- _EXERCISE REQUIREMENTS_
Look for "Guideline: one marker per instance of the white ceiling, placed" in the records below, then copy that line and every line after it, exactly and with nothing added.

- _ITEMS_
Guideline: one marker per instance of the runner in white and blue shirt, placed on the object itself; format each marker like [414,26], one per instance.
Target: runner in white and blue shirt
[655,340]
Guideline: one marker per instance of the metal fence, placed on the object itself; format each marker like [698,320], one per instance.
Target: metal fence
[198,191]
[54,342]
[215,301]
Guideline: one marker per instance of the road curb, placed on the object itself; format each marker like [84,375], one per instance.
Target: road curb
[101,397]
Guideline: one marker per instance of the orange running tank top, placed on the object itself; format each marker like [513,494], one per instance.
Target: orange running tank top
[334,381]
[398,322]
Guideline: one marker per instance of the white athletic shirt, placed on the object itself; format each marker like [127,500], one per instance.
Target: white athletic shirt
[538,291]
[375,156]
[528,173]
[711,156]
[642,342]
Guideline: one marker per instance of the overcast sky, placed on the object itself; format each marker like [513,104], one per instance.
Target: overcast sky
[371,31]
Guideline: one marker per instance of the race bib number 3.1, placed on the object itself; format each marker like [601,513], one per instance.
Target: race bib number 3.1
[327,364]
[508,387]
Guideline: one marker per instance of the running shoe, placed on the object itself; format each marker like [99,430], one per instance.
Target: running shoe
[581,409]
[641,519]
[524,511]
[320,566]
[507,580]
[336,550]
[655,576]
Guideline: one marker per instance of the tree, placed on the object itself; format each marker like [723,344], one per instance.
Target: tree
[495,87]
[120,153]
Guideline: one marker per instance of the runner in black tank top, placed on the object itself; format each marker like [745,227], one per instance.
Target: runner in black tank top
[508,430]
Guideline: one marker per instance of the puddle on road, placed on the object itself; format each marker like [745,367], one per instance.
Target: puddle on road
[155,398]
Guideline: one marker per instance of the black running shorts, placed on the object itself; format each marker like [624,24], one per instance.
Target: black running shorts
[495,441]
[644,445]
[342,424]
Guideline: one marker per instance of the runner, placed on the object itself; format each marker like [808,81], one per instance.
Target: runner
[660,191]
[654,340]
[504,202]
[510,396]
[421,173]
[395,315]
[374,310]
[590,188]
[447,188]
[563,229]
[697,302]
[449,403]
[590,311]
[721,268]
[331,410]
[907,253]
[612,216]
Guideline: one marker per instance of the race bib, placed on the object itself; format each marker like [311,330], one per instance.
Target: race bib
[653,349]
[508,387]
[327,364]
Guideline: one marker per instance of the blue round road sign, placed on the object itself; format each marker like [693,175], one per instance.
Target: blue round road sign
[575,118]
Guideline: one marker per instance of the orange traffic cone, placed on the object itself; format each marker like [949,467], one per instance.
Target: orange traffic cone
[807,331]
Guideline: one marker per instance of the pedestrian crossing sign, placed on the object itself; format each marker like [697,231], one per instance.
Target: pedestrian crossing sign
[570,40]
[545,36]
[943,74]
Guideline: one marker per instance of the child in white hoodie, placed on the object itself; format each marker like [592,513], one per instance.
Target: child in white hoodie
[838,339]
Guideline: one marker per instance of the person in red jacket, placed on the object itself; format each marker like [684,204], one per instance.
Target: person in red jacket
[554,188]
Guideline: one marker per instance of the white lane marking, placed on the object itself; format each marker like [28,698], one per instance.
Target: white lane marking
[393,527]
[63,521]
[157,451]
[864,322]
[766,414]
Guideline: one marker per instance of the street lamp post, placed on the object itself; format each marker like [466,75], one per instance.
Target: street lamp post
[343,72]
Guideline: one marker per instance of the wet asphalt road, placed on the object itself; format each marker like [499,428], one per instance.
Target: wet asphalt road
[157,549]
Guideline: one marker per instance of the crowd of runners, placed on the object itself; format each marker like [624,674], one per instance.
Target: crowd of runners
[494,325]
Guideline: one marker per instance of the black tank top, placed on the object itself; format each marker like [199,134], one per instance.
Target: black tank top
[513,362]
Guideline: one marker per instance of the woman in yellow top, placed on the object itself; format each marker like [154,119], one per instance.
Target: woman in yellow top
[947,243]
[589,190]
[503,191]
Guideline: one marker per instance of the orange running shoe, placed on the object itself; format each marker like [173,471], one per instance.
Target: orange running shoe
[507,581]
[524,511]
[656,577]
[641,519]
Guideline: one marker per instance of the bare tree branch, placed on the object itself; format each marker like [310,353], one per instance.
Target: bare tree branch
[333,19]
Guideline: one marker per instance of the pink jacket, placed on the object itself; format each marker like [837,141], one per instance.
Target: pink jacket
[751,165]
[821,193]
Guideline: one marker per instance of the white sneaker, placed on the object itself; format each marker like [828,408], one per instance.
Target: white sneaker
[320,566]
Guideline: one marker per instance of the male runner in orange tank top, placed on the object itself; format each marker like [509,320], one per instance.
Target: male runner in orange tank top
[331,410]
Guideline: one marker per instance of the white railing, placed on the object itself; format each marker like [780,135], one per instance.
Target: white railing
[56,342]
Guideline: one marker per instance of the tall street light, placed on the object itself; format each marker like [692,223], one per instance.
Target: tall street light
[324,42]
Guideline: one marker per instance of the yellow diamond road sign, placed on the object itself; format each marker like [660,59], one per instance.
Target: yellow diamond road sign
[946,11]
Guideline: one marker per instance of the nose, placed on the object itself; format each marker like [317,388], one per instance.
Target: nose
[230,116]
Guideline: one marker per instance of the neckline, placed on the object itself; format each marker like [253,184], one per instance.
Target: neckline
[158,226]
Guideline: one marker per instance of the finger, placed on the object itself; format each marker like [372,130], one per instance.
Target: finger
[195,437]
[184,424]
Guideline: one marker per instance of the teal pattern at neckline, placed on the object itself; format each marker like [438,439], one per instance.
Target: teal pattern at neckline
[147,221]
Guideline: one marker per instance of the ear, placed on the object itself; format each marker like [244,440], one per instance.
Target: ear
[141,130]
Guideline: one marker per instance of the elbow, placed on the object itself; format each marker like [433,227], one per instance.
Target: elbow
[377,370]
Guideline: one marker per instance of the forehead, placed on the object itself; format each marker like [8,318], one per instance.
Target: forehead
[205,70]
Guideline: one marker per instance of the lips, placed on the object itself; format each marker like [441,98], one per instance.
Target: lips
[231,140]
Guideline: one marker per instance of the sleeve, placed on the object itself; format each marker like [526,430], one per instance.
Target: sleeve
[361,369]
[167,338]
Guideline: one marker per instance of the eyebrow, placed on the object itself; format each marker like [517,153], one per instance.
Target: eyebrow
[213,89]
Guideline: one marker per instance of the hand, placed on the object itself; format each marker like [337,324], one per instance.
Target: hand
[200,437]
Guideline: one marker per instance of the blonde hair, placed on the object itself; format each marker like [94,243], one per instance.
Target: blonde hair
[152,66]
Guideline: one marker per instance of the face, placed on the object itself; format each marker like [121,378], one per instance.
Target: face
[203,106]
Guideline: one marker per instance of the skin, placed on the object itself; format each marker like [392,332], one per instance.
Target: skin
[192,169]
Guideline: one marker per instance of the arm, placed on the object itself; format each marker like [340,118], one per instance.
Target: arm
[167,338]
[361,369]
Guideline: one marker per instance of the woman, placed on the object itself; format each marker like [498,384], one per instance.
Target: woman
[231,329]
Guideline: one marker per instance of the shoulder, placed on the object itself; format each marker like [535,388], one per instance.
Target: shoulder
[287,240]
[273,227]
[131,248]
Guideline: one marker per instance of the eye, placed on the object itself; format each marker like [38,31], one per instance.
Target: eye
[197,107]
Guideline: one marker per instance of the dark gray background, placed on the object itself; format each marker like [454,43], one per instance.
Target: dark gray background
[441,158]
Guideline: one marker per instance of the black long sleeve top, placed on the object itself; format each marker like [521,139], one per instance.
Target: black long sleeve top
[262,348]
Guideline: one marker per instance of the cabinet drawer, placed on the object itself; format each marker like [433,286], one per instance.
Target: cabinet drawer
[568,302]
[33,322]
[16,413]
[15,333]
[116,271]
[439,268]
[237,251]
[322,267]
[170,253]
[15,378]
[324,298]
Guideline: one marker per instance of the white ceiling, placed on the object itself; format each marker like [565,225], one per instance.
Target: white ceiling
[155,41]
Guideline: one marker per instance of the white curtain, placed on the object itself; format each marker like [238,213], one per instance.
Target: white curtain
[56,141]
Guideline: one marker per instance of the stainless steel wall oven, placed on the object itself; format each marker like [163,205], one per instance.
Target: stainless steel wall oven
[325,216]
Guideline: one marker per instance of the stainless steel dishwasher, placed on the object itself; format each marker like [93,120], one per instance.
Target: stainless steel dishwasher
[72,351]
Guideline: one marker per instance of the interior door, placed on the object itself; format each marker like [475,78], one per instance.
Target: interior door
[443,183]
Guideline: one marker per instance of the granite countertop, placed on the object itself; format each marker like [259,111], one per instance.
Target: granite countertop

- _CORRECT RESPONSE_
Guideline: one marker per instance of the white ceiling, placed on the object itself; format each marker like [565,225], one per instance.
Target: white ceiling
[155,41]
Guideline: one marker per instance of the white curtain, placed on the object itself; format each marker like [238,213], one per instance.
Target: white curtain
[56,141]
Guideline: one marker per instance of the stainless steel wall oven, placed on the object itself; format each marker like [163,205], one per instance.
Target: stainless steel wall oven
[325,216]
Guideline: one marker per instance of the stainless steel dishwasher, placed on the object itself; format each marker like [93,120], one per instance.
Target: stainless steel dishwasher
[72,351]
Guideline: one marker per instance of the interior door, placed on the object itself; format each marker like [475,78], one per instance.
Target: interior door
[443,183]
Guideline: one marker per instance of the granite countertop, placed on the object itself; format each marker like [259,111], one per instance.
Target: granite countertop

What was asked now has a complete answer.